▶ DIRECTIONS FOR THIS TASK
Every line with the string "flag" in it belongs in your answer, so copy them all from the data.

-- RECORDS follows --

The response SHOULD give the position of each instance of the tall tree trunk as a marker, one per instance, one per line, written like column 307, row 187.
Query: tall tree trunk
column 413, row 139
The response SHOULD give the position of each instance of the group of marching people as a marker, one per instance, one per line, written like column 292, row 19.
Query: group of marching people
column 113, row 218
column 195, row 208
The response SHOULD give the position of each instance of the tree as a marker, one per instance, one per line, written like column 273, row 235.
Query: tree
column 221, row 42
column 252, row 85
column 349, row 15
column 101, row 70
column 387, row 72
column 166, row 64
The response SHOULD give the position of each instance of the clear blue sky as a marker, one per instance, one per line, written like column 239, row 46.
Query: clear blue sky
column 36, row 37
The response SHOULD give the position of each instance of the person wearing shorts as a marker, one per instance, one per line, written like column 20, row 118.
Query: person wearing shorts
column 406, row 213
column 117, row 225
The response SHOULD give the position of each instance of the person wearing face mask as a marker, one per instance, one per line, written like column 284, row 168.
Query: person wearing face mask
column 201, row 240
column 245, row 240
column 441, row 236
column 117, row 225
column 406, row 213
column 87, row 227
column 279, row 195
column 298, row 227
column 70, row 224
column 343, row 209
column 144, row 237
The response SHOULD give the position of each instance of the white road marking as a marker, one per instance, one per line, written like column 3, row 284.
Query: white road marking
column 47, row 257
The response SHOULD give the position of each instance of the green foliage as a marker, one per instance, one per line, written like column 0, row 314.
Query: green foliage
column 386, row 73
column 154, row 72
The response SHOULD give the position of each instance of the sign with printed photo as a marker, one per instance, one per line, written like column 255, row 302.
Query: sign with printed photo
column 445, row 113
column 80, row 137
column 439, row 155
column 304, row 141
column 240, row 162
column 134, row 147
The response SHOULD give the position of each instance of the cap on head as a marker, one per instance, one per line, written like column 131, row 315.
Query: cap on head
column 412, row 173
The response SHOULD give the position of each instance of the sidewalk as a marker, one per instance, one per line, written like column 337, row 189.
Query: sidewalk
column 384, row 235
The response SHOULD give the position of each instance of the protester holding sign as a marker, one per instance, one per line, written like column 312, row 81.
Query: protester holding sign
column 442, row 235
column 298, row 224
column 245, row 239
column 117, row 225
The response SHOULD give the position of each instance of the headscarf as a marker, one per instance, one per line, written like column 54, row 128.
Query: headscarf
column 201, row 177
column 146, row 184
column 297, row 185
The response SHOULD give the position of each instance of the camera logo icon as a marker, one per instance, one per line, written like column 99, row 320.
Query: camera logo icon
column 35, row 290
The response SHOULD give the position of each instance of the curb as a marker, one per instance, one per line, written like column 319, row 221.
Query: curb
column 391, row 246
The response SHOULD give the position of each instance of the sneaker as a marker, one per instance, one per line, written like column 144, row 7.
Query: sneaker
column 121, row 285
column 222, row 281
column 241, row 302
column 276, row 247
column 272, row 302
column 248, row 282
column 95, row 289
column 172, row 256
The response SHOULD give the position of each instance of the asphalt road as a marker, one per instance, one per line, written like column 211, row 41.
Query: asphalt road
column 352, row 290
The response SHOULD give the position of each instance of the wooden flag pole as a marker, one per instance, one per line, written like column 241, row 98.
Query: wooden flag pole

-- RECORDS concluded --

▶ TASK RESULT
The response SHOULD give the position of each instance of the wooden flag pole as a marker, one per instance, one per line, written like column 241, row 98.
Query: wooden flag pole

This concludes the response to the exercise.